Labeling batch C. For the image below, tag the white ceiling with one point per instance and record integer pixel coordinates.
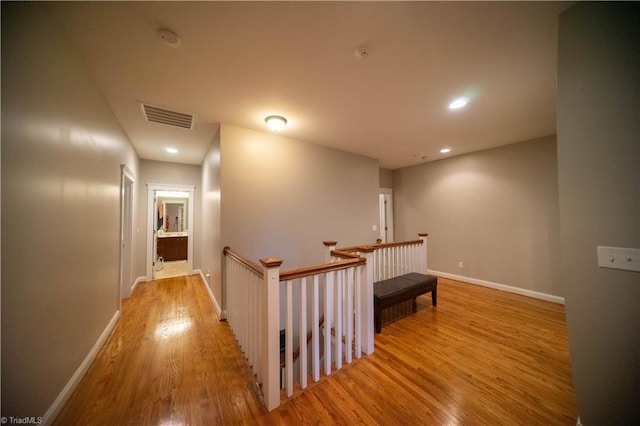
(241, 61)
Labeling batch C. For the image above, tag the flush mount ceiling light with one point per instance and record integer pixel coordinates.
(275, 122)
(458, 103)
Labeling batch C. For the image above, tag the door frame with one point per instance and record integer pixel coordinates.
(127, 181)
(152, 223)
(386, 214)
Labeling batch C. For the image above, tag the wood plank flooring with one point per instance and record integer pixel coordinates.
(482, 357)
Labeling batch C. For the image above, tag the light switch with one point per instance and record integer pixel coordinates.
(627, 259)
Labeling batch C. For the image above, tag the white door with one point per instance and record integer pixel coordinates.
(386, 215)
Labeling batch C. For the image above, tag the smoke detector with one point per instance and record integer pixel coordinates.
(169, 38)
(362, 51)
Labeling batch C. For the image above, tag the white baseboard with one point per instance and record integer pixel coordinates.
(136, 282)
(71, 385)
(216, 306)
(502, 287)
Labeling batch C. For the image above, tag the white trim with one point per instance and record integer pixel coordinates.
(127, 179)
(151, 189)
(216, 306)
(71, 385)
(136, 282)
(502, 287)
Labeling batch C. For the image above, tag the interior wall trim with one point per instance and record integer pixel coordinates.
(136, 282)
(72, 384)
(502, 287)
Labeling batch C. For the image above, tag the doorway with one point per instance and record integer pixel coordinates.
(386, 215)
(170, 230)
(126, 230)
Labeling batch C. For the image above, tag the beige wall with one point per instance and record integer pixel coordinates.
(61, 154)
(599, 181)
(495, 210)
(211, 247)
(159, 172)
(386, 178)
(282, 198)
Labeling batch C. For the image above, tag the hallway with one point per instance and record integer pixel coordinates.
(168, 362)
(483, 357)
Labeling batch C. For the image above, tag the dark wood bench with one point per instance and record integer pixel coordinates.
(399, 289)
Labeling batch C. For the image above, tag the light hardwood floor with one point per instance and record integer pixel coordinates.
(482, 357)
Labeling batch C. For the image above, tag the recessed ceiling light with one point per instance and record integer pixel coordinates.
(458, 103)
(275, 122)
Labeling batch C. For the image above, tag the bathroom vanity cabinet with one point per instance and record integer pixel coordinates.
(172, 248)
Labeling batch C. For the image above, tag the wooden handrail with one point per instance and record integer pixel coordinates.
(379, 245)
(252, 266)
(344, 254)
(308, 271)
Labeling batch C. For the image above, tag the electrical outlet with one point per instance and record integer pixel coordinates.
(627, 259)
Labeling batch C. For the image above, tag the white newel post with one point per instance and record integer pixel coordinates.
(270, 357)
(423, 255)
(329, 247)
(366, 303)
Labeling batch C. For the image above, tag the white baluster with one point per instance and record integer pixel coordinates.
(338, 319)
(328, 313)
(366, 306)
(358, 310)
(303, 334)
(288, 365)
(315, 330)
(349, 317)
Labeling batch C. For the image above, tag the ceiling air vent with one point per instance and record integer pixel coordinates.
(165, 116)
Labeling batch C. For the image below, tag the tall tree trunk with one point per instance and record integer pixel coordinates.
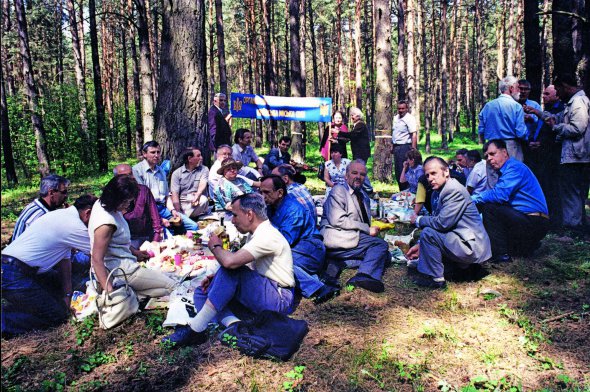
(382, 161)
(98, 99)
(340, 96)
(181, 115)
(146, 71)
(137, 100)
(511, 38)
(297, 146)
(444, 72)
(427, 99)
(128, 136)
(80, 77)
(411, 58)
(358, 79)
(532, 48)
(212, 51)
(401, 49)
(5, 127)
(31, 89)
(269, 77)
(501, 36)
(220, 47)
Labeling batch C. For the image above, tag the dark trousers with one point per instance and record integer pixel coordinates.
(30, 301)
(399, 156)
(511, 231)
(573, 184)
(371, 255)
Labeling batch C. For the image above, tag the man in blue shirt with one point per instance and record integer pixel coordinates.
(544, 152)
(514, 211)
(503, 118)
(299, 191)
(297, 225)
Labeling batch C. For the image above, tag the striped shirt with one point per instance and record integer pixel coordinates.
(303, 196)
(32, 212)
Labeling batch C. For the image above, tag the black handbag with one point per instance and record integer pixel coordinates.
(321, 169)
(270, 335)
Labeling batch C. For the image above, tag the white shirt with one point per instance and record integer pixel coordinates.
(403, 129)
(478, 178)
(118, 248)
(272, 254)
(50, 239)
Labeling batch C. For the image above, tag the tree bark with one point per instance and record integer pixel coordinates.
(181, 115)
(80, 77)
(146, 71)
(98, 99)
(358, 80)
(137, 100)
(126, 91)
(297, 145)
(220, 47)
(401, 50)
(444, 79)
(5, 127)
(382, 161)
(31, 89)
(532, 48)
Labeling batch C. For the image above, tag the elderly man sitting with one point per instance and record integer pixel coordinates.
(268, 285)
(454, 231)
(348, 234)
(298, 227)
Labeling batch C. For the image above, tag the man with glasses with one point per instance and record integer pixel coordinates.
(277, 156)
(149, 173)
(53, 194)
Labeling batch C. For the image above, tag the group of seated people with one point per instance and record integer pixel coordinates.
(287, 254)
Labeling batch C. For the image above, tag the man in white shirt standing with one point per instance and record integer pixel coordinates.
= = =
* _Short exercise_
Format all of the material above as a numbered list with one line per item, leaving out blank lines and the pictures.

* _The answer_
1. Labeling batch C. For the image below, tag the white ceiling with one point per instance and record integer pixel coordinates.
2. (241, 61)
3. Labeling batch C. For the image above, tag the flush mount ceiling light with one point per instance and record integer pixel coordinates.
4. (275, 122)
5. (458, 103)
6. Labeling batch C. For the image above, tag the door frame with one point per instance and record integer pixel coordinates.
7. (127, 181)
8. (152, 223)
9. (386, 214)
10. Labeling batch C. For the image above, tag the wood plank flooring with one point per instance and record integer pixel coordinates.
11. (482, 357)
12. Labeling batch C. For the image above, tag the light switch with one point per instance and record integer pixel coordinates.
13. (627, 259)
14. Labeling batch C. For the image above, tag the white door with one point per instance and record integer pixel coordinates.
15. (386, 215)
16. Labeling batch C. For the image above, tag the smoke detector with one point per instance and record integer pixel coordinates.
17. (169, 38)
18. (362, 51)
19. Labeling batch C. For the image above, tag the white baseboard with one point per instance and record integer pixel coordinates.
20. (136, 282)
21. (71, 385)
22. (216, 306)
23. (502, 287)
24. Labeling batch C. For the image above, tag the white trim with one point per instance and record integer pixel coordinates.
25. (127, 179)
26. (151, 189)
27. (216, 306)
28. (71, 385)
29. (136, 282)
30. (502, 287)
31. Labeling batch C. For the image above, tag the interior wall trim with one point per instance and record integer pixel coordinates.
32. (136, 282)
33. (72, 384)
34. (502, 287)
35. Labeling batch C. For the image above, tag the doorway with one point per instance and record integer pixel coordinates.
36. (386, 215)
37. (170, 230)
38. (126, 230)
39. Labeling batch C. For the image above, tag the beige wall with one point per instance and record integer pixel coordinates.
40. (61, 154)
41. (599, 181)
42. (495, 210)
43. (211, 247)
44. (159, 172)
45. (386, 178)
46. (282, 198)
47. Labeling batch C. For the image above, tag the hallway with one point per instance and record integer pixel coordinates.
48. (168, 362)
49. (483, 357)
50. Labeling batch C. For the image above, tag the dark wood bench with one point per instance and record integer pixel coordinates.
51. (399, 289)
52. Labeling batch C. For the image above, tag the light hardwood floor with one point per instance and record integer pixel coordinates.
53. (482, 357)
54. Labeling batch C. For the image above, tag the recessed ceiling light with one point per instance and record integer pixel coordinates.
55. (458, 103)
56. (275, 122)
57. Labeling batch C. For the image above, tag the bathroom vanity cabinet with one point per instance and record integer pixel coordinates.
58. (172, 248)
59. Labeling batch C. For the image above, tag the wooden handrail with one point per instance and record integer pixel coordinates.
60. (379, 245)
61. (252, 266)
62. (344, 254)
63. (308, 271)
64. Labeling batch C. For the image above, tag the electrical outlet with one point per instance and record integer pixel coordinates.
65. (627, 259)
66. Labeling batch C. For the image above, tag the white newel post with one point per instance and record integer pixel coordinates.
67. (270, 357)
68. (423, 255)
69. (329, 247)
70. (366, 303)
71. Labeling batch C. For the image above, tag the white baluster with one point per instance and record integer pixel coordinates.
72. (338, 319)
73. (328, 313)
74. (366, 306)
75. (358, 310)
76. (303, 334)
77. (288, 365)
78. (315, 330)
79. (349, 317)
80. Labeling batch C. For the image above, tag the ceiling air vent with one point per instance and record integer pixel coordinates.
81. (165, 116)
82. Labeling batch C. For the image below, tag the tall tree trunk with one point per instance and record integer pixel coordinates.
83. (382, 161)
84. (98, 99)
85. (340, 96)
86. (181, 115)
87. (146, 71)
88. (137, 100)
89. (511, 38)
90. (297, 146)
91. (444, 72)
92. (427, 99)
93. (128, 136)
94. (80, 77)
95. (411, 58)
96. (358, 79)
97. (532, 48)
98. (212, 51)
99. (401, 49)
100. (5, 127)
101. (31, 89)
102. (269, 77)
103. (501, 36)
104. (220, 47)
105. Labeling batch C. For the image above, tag the dark trousers with one point per instance and record integer pixel coordinates.
106. (30, 301)
107. (399, 156)
108. (511, 231)
109. (573, 184)
110. (371, 255)
111. Labeling batch C. For the image above, tag the man in blue shirt with one point per instance and record integer pixel coordinates.
112. (544, 152)
113. (514, 211)
114. (503, 118)
115. (299, 191)
116. (297, 225)
117. Labeling batch C. For the image above, tag the striped shirt with one point per instance and record integer pixel coordinates.
118. (303, 196)
119. (32, 212)
120. Labeling batch C. For the image above, tag the black handbag with one point per instance and record integer pixel coordinates.
121. (321, 169)
122. (270, 335)
123. Labeling batch C. For the image above, tag the white shirt with one point per instance and record integer pixel coordinates.
124. (403, 129)
125. (478, 178)
126. (118, 248)
127. (272, 254)
128. (50, 239)
129. Labeling batch C. For the image above, tag the tree bark with one point per instance and record integer pixel coordinates.
130. (181, 115)
131. (80, 77)
132. (146, 71)
133. (98, 99)
134. (358, 80)
135. (137, 100)
136. (126, 91)
137. (297, 145)
138. (220, 47)
139. (401, 50)
140. (444, 79)
141. (5, 127)
142. (382, 161)
143. (31, 89)
144. (532, 48)
145. Labeling batch C. For the image above, tag the elderly man sitting with one point per instance and record integer pixel coordinates.
146. (268, 285)
147. (454, 231)
148. (348, 234)
149. (298, 227)
150. Labeling batch C. For the image above, tag the man with glasses with one point per instance and record integer pixel coordinates.
151. (277, 156)
152. (149, 173)
153. (53, 194)
154. Labeling batch C. For the image above, tag the group of seated people with one point per instance and record integer pixel coordinates.
155. (287, 254)
156. Labeling batch C. For the image above, tag the man in white shirt standing with one point per instance and record integer pixel coordinates.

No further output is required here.